YOUR TASK: Please reproduce every line of the records below without changing anything.

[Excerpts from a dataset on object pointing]
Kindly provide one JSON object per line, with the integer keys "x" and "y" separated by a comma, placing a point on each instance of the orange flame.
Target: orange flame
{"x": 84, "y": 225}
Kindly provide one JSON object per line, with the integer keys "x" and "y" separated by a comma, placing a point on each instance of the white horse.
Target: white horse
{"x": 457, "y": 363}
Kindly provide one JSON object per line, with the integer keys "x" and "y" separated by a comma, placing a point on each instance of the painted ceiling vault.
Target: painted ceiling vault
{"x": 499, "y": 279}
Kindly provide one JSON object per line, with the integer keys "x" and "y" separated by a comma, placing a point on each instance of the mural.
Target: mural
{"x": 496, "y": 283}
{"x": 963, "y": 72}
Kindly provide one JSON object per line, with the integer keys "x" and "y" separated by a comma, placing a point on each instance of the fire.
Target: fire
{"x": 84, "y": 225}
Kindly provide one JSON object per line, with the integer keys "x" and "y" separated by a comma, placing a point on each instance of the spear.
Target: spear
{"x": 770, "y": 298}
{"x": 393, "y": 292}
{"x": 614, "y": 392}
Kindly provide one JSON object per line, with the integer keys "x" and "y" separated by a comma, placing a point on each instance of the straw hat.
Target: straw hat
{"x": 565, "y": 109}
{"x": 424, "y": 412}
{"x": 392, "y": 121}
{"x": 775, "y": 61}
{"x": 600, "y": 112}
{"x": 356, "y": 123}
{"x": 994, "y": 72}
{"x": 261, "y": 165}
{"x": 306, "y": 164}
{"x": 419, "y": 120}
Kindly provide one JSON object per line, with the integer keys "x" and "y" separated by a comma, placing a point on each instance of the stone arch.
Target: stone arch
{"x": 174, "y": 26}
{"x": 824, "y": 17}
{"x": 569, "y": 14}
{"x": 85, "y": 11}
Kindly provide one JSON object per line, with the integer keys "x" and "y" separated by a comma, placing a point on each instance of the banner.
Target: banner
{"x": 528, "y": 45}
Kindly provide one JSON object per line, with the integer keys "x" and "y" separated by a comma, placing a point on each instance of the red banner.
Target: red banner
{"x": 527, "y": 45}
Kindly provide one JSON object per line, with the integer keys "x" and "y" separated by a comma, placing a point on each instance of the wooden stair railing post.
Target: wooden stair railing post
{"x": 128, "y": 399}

EXERCISE SOLUTION:
Kindly provide one JSON object per line, with the integer keys "x" and "y" separated by a comma, placing a point on each instance of the orange flame.
Target: orange flame
{"x": 84, "y": 225}
Kindly provide one JSON object per line, with the integer keys "x" and "y" separated by a comma, placing a point on each instance of the white horse.
Target: white horse
{"x": 457, "y": 363}
Kindly provide one JSON object per line, with the integer keys "x" and "y" separated by a comma, placing a point on each instance of the painted ceiling vault.
Target: painted ceiling vault
{"x": 499, "y": 279}
Kindly provide one JSON object per line, with the integer keys "x" and "y" separated by a comma, placing a point on each instance of the mural.
Target: mural
{"x": 496, "y": 283}
{"x": 963, "y": 72}
Kindly provide one JSON object per line, with the integer keys "x" and "y" separated by a comma, placing a point on each instance of the fire.
Target: fire
{"x": 84, "y": 225}
Kindly provide one JSON object per line, with the integer keys "x" and "y" separated by a comma, placing a point on each instance of the spear.
Target: spear
{"x": 770, "y": 298}
{"x": 393, "y": 292}
{"x": 614, "y": 392}
Kindly provide one JSON object per line, with the integer keys "x" and "y" separated by a comma, placing a point on each instance of the straw hat.
Target: straw hat
{"x": 565, "y": 109}
{"x": 424, "y": 412}
{"x": 392, "y": 121}
{"x": 775, "y": 61}
{"x": 600, "y": 112}
{"x": 356, "y": 123}
{"x": 994, "y": 72}
{"x": 261, "y": 165}
{"x": 306, "y": 164}
{"x": 419, "y": 120}
Kindly provide one JSON object per line, with the integer keys "x" and "y" separated by a comma, placing a point on each instance of the stone arch.
Target: stone arch
{"x": 174, "y": 26}
{"x": 824, "y": 17}
{"x": 569, "y": 14}
{"x": 85, "y": 11}
Kindly provide one JSON object per line, with the integer keys "x" and "y" separated by a comma, placing a point on each instance of the banner.
Target: banner
{"x": 528, "y": 45}
Kindly provide one JSON object per line, with the integer keys "x" and "y" separated by a comma, placing a point on each instance of the red banner.
Target: red banner
{"x": 527, "y": 45}
Kindly provide one JSON object per line, with the integer keys "x" and "y" separated by a comma, placing a point on each instance of the wooden stair railing post.
Target: wooden stair railing post
{"x": 128, "y": 399}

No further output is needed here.